> [EXERCISE] Below are records to write out exactly; drop the pictures when you do.

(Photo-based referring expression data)

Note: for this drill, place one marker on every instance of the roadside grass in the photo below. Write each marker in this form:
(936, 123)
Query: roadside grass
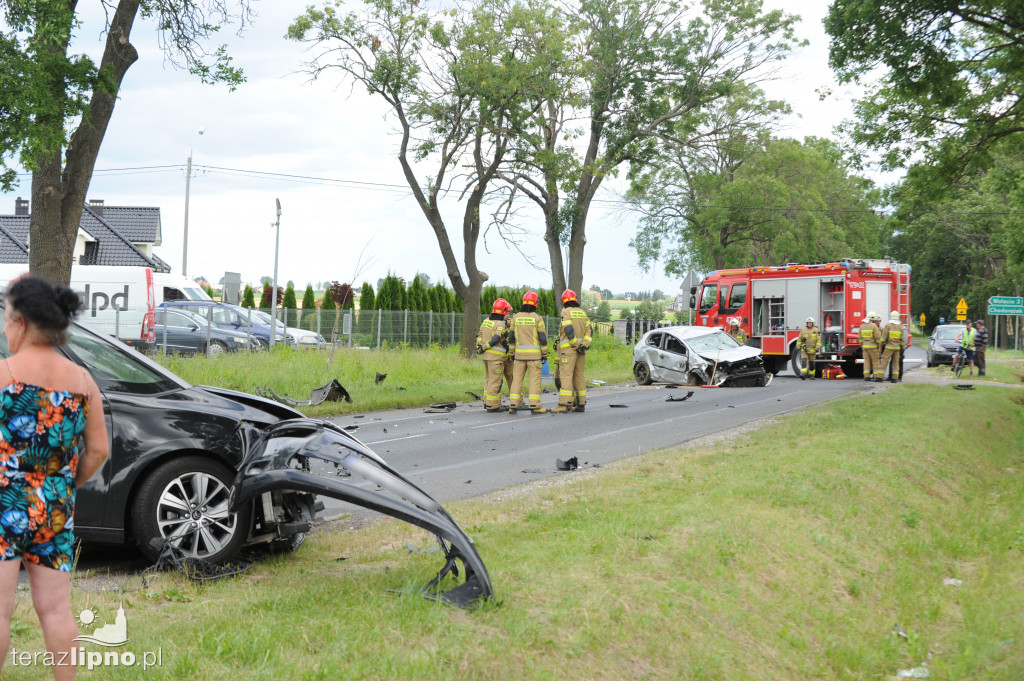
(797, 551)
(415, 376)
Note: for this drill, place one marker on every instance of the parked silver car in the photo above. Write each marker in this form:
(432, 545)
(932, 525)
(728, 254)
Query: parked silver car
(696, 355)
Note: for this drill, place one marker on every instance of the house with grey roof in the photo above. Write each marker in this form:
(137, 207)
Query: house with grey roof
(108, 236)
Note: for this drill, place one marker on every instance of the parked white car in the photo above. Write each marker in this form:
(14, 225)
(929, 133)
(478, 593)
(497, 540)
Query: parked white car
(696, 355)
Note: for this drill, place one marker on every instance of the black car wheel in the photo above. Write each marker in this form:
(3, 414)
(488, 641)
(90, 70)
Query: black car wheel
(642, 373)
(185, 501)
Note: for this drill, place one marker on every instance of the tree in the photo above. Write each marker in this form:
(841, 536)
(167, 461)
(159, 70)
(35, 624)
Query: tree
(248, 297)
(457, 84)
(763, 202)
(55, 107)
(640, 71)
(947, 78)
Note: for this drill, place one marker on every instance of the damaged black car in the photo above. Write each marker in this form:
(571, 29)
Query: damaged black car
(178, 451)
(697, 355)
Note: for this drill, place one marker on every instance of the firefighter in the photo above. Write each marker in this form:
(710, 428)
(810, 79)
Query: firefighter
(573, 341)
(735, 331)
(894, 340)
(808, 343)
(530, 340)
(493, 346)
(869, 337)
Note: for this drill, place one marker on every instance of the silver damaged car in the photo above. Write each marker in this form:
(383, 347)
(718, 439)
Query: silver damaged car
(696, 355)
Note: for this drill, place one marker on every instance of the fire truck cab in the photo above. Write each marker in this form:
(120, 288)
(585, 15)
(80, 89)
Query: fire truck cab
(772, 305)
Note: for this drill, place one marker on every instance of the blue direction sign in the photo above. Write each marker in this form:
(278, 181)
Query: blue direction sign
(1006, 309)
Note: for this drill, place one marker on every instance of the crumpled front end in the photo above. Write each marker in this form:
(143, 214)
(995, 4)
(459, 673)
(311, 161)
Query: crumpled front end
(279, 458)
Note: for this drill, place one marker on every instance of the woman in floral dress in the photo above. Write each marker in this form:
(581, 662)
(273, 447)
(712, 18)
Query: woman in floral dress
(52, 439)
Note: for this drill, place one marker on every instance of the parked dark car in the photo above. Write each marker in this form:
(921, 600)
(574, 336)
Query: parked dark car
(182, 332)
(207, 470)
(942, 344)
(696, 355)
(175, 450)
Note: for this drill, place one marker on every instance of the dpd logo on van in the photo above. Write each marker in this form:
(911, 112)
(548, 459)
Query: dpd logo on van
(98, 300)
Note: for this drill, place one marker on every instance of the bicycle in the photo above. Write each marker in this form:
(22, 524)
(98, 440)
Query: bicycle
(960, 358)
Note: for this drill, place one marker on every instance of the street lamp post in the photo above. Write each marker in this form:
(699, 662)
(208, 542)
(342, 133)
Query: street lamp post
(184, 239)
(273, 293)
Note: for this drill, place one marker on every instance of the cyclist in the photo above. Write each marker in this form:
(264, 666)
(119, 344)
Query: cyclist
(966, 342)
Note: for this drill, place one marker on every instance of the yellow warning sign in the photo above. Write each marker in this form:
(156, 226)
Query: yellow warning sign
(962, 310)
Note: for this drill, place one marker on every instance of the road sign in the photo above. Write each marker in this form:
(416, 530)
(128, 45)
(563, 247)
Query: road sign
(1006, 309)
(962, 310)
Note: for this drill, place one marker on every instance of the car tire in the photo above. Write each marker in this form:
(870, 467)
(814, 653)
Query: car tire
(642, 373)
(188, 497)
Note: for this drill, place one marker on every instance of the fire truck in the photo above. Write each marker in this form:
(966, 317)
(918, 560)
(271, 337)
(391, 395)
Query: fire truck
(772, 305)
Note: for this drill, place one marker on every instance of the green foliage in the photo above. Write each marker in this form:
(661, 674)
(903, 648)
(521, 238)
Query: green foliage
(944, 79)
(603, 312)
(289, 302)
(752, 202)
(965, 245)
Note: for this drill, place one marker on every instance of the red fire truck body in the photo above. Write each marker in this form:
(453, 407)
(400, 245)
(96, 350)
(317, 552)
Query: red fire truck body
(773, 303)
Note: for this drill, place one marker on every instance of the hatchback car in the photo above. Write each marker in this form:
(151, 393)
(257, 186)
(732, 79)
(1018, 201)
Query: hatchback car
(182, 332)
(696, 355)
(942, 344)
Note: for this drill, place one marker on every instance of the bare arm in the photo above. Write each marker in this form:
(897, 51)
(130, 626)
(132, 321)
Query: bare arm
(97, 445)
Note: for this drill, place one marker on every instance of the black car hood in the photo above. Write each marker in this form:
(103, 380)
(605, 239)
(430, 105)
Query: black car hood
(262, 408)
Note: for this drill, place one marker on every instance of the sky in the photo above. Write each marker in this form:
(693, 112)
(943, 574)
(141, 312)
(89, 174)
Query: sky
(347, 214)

> [COMPLETED TASK]
Note: for this drill, place one marker on every instance of the roadside grass in the photo below. Write each marker in this form:
(936, 123)
Query: roadside grass
(797, 551)
(415, 376)
Note: for this drill, place one marker on every instance of the parked silver car in the photo above. Write each marker in this form:
(432, 545)
(932, 525)
(728, 254)
Query: parked silver car
(696, 355)
Note: for this drill, place one marker on every instance of the house with grey roof in the photo above. Write each marker in this form:
(137, 207)
Query: house with grey roof
(108, 236)
Note: for this drill, place one marker on every instance of the parked white car in the photo above. Write each marker in this form:
(14, 225)
(929, 133)
(478, 593)
(497, 540)
Query: parked white car
(696, 355)
Note: for this drill, place one marker on every instance of the black car wheel in the photo above. Write each marker in this form:
(3, 414)
(488, 641)
(90, 70)
Query: black car wheel
(642, 373)
(185, 501)
Note: for this drill, place one marker on every instance of the tree in the photo above. Write each marker in this form:
(841, 536)
(167, 461)
(159, 70)
(35, 624)
Query: tree
(248, 297)
(457, 84)
(763, 202)
(55, 107)
(640, 71)
(947, 78)
Note: for this drill, place one marker on every instance of the damaged black car in the photo above. Write each marker in this form:
(571, 29)
Query: damaged black car
(178, 451)
(697, 355)
Note: for this drill, place one marker on every instance of the firefighter in the photo above. Write each marker in this form:
(710, 428)
(810, 79)
Query: firefighter
(573, 341)
(735, 331)
(894, 340)
(808, 343)
(530, 340)
(493, 346)
(869, 337)
Note: for this drill, place one marker on every instance of the silver damaged car in the photo above. Write each marker in this form:
(383, 347)
(718, 439)
Query: silver damaged car
(696, 355)
Note: for this drill, place one marker on every instance of the fire truck cab in the photo above. Write each marker in this form:
(120, 288)
(585, 15)
(80, 89)
Query: fire truck cab
(772, 305)
Note: for this drill, place one marker on every instance of the blue direction sign in the photo above. Write each marker in this form:
(278, 181)
Query: blue direction sign
(1006, 309)
Note: for this drill, place one marker on every instance of the crumpled front end in the photo above. Write each marker in this form:
(143, 214)
(995, 4)
(459, 673)
(311, 161)
Query: crumpled front end
(279, 458)
Note: for this drill, place one marker on every instance of the woman in floral dress in the photo above. Write each marker in this form:
(581, 662)
(273, 447)
(712, 18)
Query: woman in floral dress
(52, 439)
Note: for this drill, place one marker on every instance of the parked dark car in the photo above. Write each marker in this form:
(921, 600)
(574, 336)
Query: parked dark car
(182, 332)
(207, 470)
(942, 344)
(696, 355)
(175, 450)
Note: for this drill, place one marker on every instance of the dpd logo on van in the photo above. Write each marker in this form:
(911, 112)
(548, 459)
Query: dpd logo on van
(98, 300)
Note: for this drill, place one marker on every instance of the bicycle in the photo above. Write each marker in this form:
(22, 524)
(98, 440)
Query: bicycle
(960, 358)
Note: for this drill, place one marker on every instance of the street lamp post in the photo above. Write each marker in this form:
(699, 662)
(208, 542)
(342, 133)
Query: street lamp post
(184, 239)
(273, 293)
Note: for this drill, place one marker on every instance of the cyclist in the photo above. Write each marker in this form:
(264, 666)
(119, 344)
Query: cyclist
(966, 342)
Note: for this drill, place one marker on every instance of the yellow warning sign in the photo above. Write each marker in this form:
(156, 226)
Query: yellow warning sign
(962, 310)
Note: for this drill, place one marker on every instance of the road sign in the photo above. Write each marker in this form:
(416, 530)
(128, 45)
(563, 247)
Query: road sign
(1006, 309)
(962, 310)
Note: for this drill, place one marker on every instance of the car tire in the photo above. Write each marker in this form:
(870, 467)
(814, 653)
Query: car tire
(642, 373)
(188, 497)
Note: for this drill, place one marker on every instance of the fire truck in the photo above. Write each marker in this form:
(966, 317)
(918, 560)
(271, 337)
(391, 395)
Query: fire truck
(772, 305)
Note: for this drill, place one marker on every instance of the green foliage in the photo above. Write each marker in this form:
(661, 674)
(903, 648)
(521, 238)
Query: green foliage
(944, 79)
(603, 312)
(289, 302)
(752, 202)
(965, 245)
Note: for this drill, place one marker on every instance of the red fire truck body in the photo above. Write each marker in this form:
(453, 407)
(400, 245)
(96, 350)
(317, 552)
Query: red fire truck body
(773, 303)
Note: for this drill, place one marker on every instance of the hatchback car in the photo above. Write each marker in this form:
(151, 393)
(257, 186)
(732, 79)
(1018, 201)
Query: hatchback car
(182, 332)
(696, 355)
(942, 344)
Note: for this drill, place one marker on every instance of the bare arm in the photo above. Write each marker in this form:
(897, 51)
(130, 626)
(132, 321)
Query: bare arm
(97, 445)
Note: for this drill, place one marker on every instance of the black car hood in the photo above. Write each marker in this form:
(103, 380)
(605, 239)
(430, 105)
Query: black car hood
(262, 408)
Note: for this drill, place one marker on every instance of the sky in the photo above. Write each marker in this form:
(693, 112)
(943, 574)
(141, 312)
(89, 174)
Query: sky
(347, 214)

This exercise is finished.